> Task directions
Filter the entries and keep only the lines where the string "white" appears.

> Data for this task
────
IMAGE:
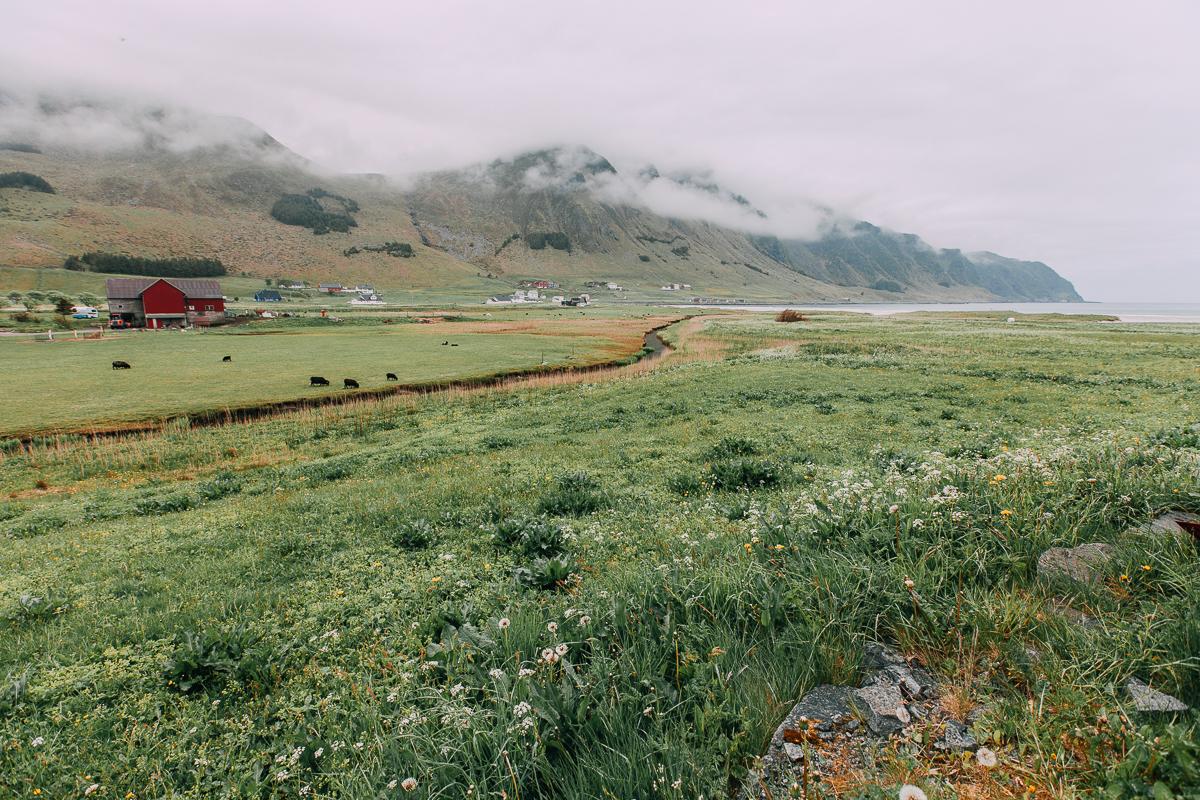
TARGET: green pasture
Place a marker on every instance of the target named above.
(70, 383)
────
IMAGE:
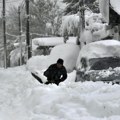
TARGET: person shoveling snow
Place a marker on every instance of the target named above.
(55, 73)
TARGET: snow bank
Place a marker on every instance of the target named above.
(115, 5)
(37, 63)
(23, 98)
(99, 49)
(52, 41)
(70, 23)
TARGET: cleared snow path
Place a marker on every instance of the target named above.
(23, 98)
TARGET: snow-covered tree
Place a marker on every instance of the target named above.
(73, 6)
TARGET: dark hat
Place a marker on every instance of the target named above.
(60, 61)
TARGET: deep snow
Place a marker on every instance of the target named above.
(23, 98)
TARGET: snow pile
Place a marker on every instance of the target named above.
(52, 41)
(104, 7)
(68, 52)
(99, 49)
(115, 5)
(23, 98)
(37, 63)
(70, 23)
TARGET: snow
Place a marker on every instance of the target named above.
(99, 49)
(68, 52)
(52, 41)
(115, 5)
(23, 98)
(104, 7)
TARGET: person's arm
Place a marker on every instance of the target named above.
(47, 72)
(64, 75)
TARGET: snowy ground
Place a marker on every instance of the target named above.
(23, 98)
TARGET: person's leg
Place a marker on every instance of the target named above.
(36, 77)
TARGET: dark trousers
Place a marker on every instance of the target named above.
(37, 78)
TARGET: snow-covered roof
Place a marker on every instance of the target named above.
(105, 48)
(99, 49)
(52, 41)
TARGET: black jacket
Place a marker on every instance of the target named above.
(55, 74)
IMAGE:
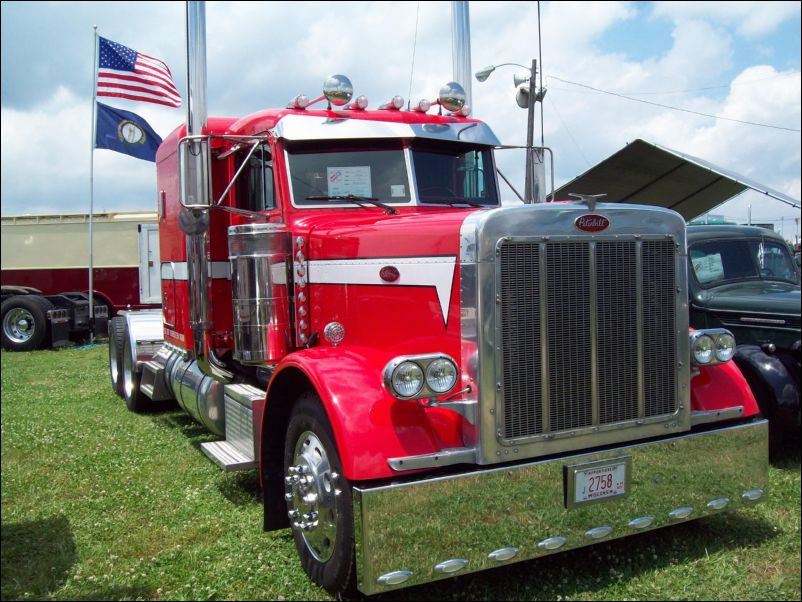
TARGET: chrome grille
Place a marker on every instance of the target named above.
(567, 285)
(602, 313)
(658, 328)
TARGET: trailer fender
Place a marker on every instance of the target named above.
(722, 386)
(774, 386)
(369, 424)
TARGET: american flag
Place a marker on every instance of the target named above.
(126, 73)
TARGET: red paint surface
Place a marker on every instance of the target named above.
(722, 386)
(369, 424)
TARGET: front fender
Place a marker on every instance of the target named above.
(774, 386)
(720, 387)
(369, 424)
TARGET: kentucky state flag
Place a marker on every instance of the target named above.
────
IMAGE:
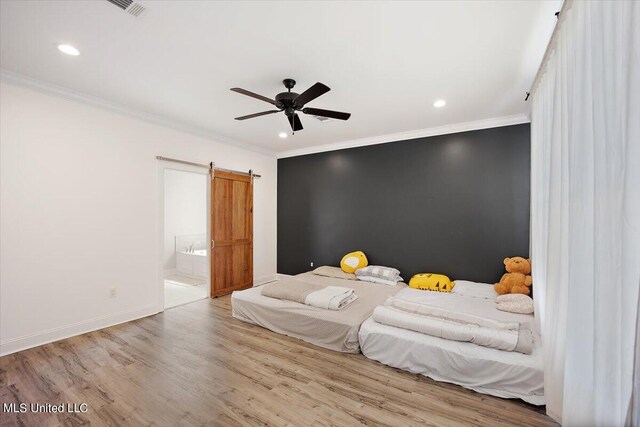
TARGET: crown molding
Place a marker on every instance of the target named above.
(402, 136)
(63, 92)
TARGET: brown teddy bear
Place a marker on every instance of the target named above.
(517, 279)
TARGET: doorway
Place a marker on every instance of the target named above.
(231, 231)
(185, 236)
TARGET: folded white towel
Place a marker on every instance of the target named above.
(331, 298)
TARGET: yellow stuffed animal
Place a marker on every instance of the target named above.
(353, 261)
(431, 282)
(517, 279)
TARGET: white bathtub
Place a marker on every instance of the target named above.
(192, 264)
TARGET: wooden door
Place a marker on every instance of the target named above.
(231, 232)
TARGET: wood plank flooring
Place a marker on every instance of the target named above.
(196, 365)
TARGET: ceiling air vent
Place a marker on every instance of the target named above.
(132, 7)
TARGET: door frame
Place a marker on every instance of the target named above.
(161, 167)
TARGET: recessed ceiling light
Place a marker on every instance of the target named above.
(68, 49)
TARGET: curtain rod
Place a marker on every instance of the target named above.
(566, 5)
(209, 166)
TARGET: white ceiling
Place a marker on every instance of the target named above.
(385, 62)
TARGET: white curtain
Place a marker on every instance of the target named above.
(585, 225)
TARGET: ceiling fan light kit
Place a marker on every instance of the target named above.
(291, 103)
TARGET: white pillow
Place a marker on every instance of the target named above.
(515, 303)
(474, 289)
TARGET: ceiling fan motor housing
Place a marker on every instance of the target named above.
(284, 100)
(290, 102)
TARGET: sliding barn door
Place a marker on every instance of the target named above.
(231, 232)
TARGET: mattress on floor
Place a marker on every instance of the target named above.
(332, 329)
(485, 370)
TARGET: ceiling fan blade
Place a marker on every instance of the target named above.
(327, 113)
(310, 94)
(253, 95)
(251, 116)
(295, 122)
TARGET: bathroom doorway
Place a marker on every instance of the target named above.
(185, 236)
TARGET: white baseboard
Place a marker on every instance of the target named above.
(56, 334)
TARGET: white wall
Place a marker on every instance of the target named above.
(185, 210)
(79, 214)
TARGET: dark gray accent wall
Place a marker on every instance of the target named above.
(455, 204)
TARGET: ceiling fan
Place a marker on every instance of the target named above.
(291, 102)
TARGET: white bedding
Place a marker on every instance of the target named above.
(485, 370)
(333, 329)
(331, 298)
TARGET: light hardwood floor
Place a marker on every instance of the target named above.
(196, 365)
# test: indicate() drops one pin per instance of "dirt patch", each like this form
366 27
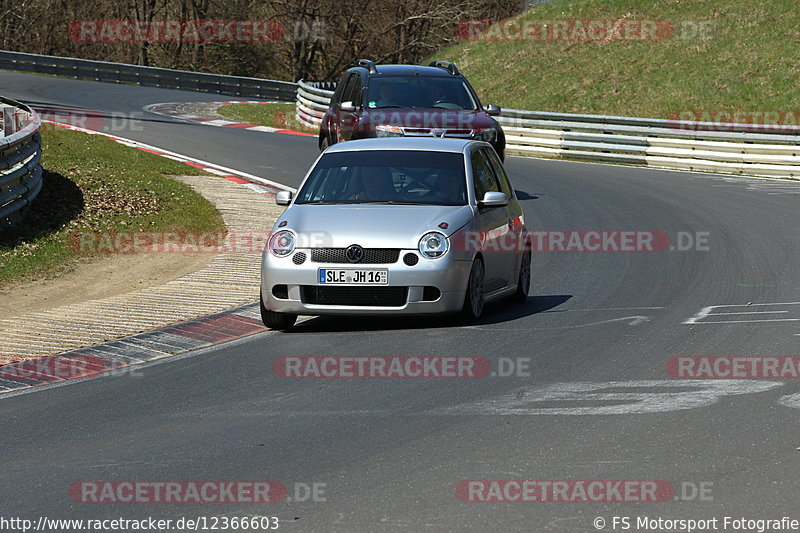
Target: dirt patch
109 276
────
> Solution for this exercise
TARGET: folded white towel
TARGET: white bathtub
TARGET: white ceiling
TARGET: white curtain
TARGET: white pillow
TARGET: white baseboard
TARGET: white wall
TARGET: white bedding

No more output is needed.